***** DATA PROVIDED *****

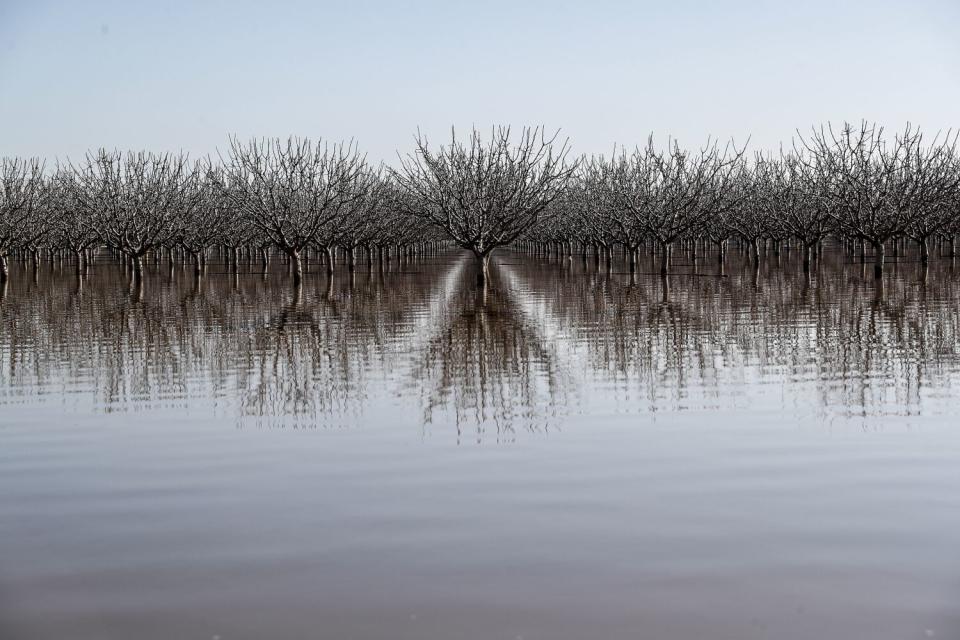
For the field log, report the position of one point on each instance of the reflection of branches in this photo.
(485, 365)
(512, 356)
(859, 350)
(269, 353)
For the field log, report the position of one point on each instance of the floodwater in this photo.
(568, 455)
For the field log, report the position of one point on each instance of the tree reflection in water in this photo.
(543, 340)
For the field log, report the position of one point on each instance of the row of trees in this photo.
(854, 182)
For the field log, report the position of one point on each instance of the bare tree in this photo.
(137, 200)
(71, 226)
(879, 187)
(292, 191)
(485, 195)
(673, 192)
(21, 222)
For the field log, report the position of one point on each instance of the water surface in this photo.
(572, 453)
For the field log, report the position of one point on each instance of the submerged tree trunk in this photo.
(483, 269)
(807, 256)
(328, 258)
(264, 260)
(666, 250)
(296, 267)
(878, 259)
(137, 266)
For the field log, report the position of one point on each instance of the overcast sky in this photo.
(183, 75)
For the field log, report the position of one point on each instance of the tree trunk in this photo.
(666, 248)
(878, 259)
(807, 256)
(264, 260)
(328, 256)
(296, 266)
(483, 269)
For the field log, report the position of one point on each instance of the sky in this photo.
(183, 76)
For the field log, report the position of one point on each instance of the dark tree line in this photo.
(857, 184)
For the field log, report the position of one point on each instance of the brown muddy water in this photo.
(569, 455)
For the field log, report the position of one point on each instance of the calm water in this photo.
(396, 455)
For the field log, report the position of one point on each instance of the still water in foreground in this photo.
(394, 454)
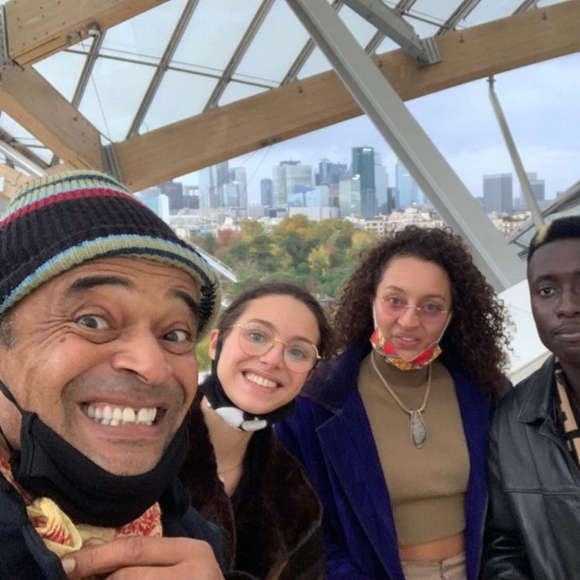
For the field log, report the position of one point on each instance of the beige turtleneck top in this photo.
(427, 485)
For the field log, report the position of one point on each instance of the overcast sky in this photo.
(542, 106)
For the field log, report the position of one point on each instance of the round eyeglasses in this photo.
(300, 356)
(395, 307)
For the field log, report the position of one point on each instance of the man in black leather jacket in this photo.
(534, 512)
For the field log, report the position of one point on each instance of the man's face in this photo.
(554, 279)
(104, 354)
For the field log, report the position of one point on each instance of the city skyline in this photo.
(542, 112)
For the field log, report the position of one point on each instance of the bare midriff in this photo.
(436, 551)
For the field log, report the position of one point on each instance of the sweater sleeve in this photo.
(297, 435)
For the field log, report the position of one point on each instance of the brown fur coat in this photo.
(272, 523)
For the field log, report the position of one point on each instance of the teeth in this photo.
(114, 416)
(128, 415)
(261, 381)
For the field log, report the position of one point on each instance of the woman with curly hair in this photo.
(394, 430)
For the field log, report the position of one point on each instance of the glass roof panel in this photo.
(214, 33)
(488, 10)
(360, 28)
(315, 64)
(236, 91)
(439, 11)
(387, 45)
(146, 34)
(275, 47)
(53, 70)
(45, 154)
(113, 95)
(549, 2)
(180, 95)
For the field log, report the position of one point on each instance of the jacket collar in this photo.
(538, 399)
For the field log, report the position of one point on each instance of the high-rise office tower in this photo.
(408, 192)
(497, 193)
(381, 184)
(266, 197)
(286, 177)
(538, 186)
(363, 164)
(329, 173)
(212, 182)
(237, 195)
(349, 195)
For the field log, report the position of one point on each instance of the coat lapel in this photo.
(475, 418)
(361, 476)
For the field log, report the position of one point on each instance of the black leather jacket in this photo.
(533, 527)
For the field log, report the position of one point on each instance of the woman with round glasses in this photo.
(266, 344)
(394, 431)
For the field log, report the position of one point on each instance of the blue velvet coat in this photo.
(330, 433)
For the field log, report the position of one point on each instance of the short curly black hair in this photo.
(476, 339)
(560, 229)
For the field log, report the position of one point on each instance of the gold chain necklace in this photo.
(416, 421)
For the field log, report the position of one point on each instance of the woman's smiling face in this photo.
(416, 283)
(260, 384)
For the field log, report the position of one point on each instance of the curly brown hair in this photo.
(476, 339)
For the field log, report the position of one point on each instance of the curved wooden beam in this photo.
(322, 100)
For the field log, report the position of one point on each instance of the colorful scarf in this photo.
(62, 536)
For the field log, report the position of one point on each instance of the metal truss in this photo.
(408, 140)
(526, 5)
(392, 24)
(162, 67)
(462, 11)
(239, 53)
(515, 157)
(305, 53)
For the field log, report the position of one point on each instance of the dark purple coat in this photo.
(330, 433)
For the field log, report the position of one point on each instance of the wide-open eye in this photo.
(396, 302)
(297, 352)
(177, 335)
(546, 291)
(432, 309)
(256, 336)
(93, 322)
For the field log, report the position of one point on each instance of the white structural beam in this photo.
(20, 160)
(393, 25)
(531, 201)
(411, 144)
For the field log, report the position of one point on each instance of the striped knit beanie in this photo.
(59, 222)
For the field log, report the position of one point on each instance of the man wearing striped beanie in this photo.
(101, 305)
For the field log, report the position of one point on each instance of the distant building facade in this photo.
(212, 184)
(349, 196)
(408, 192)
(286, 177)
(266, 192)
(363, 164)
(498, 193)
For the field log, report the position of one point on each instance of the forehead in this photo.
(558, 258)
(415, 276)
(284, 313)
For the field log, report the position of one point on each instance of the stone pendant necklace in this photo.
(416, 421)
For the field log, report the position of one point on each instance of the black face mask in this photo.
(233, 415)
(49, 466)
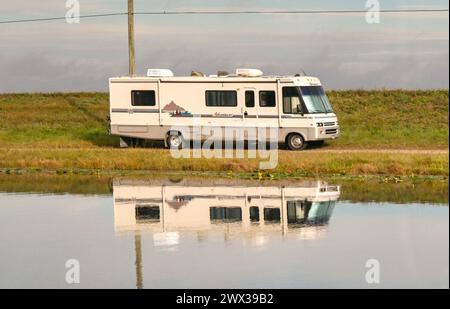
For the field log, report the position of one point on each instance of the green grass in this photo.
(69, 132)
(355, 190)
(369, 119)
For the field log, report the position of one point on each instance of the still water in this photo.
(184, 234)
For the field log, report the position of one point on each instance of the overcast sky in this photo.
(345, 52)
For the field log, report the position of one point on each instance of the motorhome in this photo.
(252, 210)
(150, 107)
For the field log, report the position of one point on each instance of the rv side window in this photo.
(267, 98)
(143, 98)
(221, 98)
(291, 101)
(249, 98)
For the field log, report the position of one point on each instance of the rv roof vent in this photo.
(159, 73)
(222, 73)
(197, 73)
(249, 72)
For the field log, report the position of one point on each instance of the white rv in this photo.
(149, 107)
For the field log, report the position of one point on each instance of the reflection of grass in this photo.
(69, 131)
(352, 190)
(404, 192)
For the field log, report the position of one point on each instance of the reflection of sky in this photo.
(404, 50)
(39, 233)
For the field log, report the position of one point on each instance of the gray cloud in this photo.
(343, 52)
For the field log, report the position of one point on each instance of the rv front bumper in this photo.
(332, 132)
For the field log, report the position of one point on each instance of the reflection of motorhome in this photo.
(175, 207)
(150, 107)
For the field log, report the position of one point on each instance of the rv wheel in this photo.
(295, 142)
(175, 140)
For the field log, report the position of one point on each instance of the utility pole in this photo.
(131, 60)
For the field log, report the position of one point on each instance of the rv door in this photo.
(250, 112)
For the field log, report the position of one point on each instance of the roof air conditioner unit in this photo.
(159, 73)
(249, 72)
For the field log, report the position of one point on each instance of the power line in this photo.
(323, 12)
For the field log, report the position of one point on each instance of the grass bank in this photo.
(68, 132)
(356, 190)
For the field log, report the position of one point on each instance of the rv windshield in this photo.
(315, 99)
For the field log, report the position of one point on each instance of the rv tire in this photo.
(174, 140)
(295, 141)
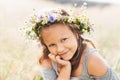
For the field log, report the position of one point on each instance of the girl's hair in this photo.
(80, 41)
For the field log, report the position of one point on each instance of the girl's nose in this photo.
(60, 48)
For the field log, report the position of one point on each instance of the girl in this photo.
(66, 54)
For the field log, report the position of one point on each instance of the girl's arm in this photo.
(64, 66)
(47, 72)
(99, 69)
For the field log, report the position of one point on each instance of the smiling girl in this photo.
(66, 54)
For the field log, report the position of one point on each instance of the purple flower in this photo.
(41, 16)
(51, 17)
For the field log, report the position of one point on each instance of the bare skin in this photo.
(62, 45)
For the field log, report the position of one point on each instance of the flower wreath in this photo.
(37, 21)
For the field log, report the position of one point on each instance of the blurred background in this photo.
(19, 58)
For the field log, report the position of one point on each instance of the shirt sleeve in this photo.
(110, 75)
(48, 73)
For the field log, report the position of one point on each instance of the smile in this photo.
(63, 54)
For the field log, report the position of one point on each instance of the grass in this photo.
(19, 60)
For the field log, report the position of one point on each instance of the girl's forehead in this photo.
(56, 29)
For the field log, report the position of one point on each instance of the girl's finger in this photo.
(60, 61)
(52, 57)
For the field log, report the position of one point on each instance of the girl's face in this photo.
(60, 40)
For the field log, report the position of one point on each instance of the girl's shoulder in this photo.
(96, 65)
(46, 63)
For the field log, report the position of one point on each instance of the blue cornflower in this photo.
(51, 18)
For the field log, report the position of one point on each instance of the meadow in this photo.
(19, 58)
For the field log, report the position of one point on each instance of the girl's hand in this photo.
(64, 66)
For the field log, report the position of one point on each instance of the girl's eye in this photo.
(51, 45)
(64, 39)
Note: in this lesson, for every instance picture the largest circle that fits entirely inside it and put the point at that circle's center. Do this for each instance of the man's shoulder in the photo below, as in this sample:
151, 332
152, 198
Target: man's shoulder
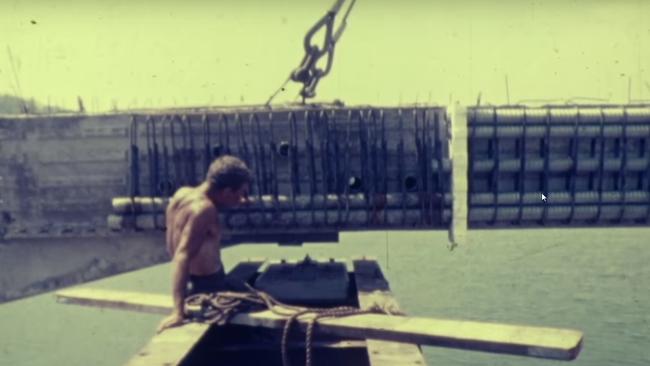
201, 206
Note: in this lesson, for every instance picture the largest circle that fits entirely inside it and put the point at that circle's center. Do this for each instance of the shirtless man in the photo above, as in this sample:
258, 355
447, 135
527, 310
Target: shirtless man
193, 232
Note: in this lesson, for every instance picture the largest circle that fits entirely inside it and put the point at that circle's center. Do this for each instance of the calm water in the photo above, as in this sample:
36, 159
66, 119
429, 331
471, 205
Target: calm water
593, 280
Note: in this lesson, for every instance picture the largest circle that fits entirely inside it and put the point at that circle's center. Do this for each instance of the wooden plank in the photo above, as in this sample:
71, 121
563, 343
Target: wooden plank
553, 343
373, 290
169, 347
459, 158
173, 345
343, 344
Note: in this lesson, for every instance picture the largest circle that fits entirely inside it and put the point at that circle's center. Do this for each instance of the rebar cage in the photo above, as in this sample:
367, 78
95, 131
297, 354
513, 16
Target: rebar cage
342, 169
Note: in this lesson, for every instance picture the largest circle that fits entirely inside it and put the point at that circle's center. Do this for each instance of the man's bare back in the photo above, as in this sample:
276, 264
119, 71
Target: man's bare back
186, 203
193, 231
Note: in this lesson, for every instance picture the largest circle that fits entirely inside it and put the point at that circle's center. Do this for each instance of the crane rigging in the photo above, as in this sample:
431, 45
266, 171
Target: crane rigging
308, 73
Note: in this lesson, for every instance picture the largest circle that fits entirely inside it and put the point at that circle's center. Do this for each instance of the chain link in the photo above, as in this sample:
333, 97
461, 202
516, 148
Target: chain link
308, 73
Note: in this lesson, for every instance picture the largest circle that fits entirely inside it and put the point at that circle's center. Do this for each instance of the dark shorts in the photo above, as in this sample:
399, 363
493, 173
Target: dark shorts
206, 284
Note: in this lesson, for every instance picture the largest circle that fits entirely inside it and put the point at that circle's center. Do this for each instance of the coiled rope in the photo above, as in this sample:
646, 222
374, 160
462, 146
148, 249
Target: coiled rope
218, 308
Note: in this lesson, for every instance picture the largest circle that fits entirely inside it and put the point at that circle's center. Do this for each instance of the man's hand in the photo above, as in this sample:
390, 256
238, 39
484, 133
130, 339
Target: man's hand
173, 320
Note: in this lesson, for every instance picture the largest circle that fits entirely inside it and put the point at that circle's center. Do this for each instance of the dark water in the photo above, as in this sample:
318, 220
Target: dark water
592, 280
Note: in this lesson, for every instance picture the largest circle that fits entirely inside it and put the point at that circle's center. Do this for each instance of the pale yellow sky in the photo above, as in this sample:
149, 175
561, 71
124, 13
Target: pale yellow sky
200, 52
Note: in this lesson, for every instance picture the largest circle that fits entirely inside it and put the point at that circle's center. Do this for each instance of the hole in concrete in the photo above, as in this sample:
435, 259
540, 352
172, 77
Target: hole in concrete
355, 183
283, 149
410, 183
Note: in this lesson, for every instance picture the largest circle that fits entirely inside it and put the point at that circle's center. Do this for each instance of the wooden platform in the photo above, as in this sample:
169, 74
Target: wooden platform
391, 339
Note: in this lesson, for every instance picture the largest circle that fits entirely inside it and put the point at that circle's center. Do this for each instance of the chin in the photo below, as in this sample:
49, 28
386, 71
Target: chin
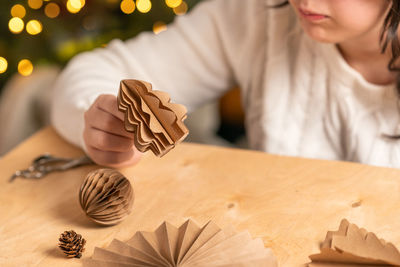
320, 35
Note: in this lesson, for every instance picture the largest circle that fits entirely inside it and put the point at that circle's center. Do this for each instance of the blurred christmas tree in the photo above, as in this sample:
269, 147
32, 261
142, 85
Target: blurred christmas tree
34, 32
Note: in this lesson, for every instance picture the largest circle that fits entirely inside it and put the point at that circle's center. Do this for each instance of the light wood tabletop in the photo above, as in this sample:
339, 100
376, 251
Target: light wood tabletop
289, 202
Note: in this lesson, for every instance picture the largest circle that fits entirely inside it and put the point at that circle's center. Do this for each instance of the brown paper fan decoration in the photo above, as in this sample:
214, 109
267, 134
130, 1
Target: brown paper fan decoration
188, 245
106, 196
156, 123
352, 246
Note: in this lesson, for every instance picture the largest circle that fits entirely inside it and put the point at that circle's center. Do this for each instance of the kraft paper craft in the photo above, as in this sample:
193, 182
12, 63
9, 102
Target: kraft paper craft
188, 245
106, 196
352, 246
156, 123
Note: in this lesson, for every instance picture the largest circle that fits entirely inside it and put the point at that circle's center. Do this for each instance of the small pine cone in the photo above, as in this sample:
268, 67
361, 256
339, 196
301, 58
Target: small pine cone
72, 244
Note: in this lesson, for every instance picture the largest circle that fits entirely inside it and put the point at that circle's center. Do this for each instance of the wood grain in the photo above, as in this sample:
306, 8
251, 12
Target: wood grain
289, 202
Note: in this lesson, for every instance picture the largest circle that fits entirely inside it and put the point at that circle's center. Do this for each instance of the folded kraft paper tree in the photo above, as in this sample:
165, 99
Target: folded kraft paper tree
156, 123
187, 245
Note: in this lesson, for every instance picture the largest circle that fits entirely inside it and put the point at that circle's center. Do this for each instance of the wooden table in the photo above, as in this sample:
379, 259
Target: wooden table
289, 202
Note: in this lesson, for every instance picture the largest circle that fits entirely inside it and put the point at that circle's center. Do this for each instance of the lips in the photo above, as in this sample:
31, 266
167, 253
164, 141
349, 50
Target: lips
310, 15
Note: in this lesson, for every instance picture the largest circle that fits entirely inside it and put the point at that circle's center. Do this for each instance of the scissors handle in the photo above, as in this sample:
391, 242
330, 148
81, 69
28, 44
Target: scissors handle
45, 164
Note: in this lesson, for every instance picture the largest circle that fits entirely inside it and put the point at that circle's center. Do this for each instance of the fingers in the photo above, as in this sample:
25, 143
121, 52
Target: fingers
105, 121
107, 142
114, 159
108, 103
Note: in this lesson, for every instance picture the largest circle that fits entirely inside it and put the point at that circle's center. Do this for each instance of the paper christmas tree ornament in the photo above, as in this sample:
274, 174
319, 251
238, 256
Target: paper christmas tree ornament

*****

# EXERCISE BRIEF
In the records above, find every line containing the word "ornament" and show it.

# RESPONSE TO THE EXERCISE
Note: in this lesson, for every instance picture the largest circle that fits entirely inside it and put the point at that circle's center. Do this for each instance of the paper christmas tree ornament in the photo above, as in this sample:
Target: paper christmas tree ornament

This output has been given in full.